-- TASK STATEMENT --
Rewrite the lines starting with the line that contains "Query: stacked crate" and going on through the line that contains "M 1220 527 L", replacing "stacked crate" with "wooden box" and leaving all else unchanged. Give only those lines.

-- GIVEN INFORMATION --
-=-=-

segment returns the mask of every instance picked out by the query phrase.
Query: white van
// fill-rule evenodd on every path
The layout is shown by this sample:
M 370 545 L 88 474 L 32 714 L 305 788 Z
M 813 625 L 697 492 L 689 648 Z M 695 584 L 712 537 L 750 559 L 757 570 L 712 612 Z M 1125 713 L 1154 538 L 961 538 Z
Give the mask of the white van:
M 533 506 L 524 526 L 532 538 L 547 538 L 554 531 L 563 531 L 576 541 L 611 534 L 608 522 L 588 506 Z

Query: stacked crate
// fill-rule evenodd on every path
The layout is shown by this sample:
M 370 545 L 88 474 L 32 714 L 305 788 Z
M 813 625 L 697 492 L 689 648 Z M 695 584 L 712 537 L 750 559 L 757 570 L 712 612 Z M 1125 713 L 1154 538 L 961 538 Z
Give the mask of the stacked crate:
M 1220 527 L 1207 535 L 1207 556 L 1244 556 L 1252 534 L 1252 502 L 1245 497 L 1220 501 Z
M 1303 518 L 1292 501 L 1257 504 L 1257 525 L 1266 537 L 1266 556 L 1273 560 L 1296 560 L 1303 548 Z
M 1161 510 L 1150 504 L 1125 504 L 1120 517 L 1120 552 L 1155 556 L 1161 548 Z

-=-=-

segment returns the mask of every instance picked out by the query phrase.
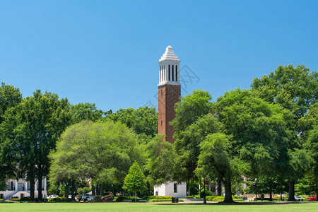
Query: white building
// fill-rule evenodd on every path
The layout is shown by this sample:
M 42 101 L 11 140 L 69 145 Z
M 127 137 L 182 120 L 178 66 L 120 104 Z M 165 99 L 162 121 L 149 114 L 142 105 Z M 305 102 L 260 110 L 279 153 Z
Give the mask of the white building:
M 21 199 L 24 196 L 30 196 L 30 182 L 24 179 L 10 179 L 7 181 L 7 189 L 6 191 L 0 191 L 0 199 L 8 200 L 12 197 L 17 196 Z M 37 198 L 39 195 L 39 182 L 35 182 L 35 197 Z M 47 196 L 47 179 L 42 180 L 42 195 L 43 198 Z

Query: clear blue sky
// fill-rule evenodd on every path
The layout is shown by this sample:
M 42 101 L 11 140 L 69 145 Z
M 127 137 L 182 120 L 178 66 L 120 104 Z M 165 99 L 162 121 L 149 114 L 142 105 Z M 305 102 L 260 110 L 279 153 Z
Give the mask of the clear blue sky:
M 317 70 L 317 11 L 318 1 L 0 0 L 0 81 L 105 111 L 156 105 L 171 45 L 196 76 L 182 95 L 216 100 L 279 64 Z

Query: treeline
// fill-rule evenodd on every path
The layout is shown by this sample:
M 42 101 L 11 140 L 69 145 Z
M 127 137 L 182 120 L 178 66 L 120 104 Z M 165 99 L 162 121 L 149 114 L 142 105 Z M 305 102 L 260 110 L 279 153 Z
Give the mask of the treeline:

-=-=-

-- RESPONSE --
Query: wooden box
// fill-rule evenodd on every path
The layout is shown by this sample:
M 370 545 L 88 474 L 32 714 L 305 788 Z
M 813 625 L 697 492 L 689 648 Z M 695 584 L 712 537 L 750 559 L 757 570 L 712 612 Z M 1125 713 L 1154 538 L 961 538 Z
Give the mask of the wooden box:
M 1220 527 L 1207 535 L 1207 556 L 1244 556 L 1252 534 L 1252 502 L 1245 497 L 1220 501 Z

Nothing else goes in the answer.